Selected excerpt:
Lateral suppression of mesopic rod and cone flicker detection

Abstract

This study investigated the mechanisms of flicker detection suppression by measuring mesopic rod and cone critical flicker frequencies (CFFs) at different center and surround illuminance levels. Stimuli were generated with a four-primary photostimulator that provided independent control of rod and cone excitations. The results showed that dim surrounds ≤0.2 Td suppressed cone-mediated CFFs at ≥20 Td but not rod-mediated CFFs. These results can be understood in terms of peak amplitudes of photoreceptor impulse response functions under different stimulation conditions.

1. INTRODUCTION

Anatomical and single-unit electrophysiological studies have shown that rods and cones share neural pathways and have joint inputs to retinal ganglion cells [1,2]. Rod signals are conveyed to the brain by two primary pathways that are dependent on the illumination level. One pathway is via ON rod bipolars, AII amacrine cells, and ON and OFF cone bipolars. This rod bipolar pathway [3] is slow in temporal processing and is hypothesized to mediate rod vision at scotopic light levels. The second pathway transmits rod information via rod–cone gap junctions and ON and OFF cone bipolars. This rod–cone gap junction pathway [3] is faster than the rod bipolar pathway and is hypothesized to mediate rod vision at high scotopic and mesopic light levels. A third insensitive rod pathway between rods and OFF cone bipolars has been identified but so far has been evident only in rodents [4].

Data extracts:

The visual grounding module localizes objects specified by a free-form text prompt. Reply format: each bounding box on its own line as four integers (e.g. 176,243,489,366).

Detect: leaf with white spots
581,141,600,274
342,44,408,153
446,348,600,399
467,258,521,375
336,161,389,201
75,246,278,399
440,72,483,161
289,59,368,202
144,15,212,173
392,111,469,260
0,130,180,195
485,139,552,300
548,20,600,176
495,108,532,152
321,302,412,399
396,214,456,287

Exercise 1: List every rod signal pathway that the introduction of the flicker detection study describes.
Exercise 2: In the flicker detection study, what generated the stimuli?

Exercise answer 1:
- The rod bipolar pathway (ON rod bipolars, AII amacrine cells, and ON and OFF cone bipolars)
- The rod–cone gap junction pathway (rod–cone gap junctions and ON and OFF cone bipolars)
- A third insensitive rod pathway between rods and OFF cone bipolars

Exercise answer 2: A four-primary photostimulator that provided independent control of rod and cone excitations.